Tareas
1. Imprime sin cambios un fragmento del texto sobre Salamandra. Empieza en las palabras que contienen "Una lírica que" y detente después de "de la soledad.".
2. Según el texto sobre Salamandra, ¿entre qué años se escribieron los poemas de esa obra?

Texto para leer
Una lírica que bucea en los universales, el amor y el erotismo como elementos trascendentes y el lenguaje como absoluta revelación con el esparcimiento que le permite todo tipo de recursos basados en los símbolos de tradición francesa y la imagen. Pero también hay en Paz una actitud profundamente crítica ante la realidad de su tiempo y la rigidez de los dogmas que, con su absoluta libertad, trató siempre de soslayar conducido por un ideario abierto al mundo y las culturas diversas que lo llevaron desde Oriente a Occidente y viceversa, con el fundamental emblema de la cultura mexicana y la historia de su país, muy presente en El laberinto de la soledad.
Hoy queremos adentrarnos en su obra Salamandra (1962), cuyos poemas fueron escritos entre 1958 y 1961 durante la estancia de Paz en París. Publicada tras su paso por Oriente y después de haber realizado estudios sobre hinduismo y budismo, y en un momento clave de ruptura política y personal. El título de Salamandra alude a este animal mitológico que simboliza la resistencia, la transformación y la purificación, y va adentrándose en el deseo, la purgación y el vacío.
Es una de sus grandes obras, singular, compleja, rica, que nos habla de su mundo interior, sus estados del alma en relación con el mundo, con el tiempo, con el espacio, y la influencia que estos ejercen sobre el desarrollo del ser que se debate, ama o sufre, se ilumina o se oscurece, con un lenguaje plenamente inmerso en los movimientos surrealistas unas veces, otras en el futurismo, o en la exuberancia metafórica e innovadora.
El yo lírico es como si estuviera en un permanente estado de efervescencia, ardiendo y renaciendo de sus cenizas, lejos de la linealidad de lo temporal, de modo que lo pasado y futuro se encuentran de un modo budista en el presente, en un lenguaje atemporal que nos advierte de un yo poético que fluctúa en sus contradicciones, en sus paradojas, fluyendo y observándose a un tiempo, como si ese viaje interior y exterior mostrara no ya el desvanecimiento sino la reconstrucción personal, en una especie de unión y revelación de influencia tántrica.

Datos proporcionados
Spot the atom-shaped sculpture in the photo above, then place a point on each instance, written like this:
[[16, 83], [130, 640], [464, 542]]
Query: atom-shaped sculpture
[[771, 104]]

Respuestas completas
1.
Una lírica que bucea en los universales, el amor y el erotismo como elementos trascendentes y el lenguaje como absoluta revelación con el esparcimiento que le permite todo tipo de recursos basados en los símbolos de tradición francesa y la imagen. Pero también hay en Paz una actitud profundamente crítica ante la realidad de su tiempo y la rigidez de los dogmas que, con su absoluta libertad, trató siempre de soslayar conducido por un ideario abierto al mundo y las culturas diversas que lo llevaron desde Oriente a Occidente y viceversa, con el fundamental emblema de la cultura mexicana y la historia de su país, muy presente en El laberinto de la soledad.

2. Entre 1958 y 1961.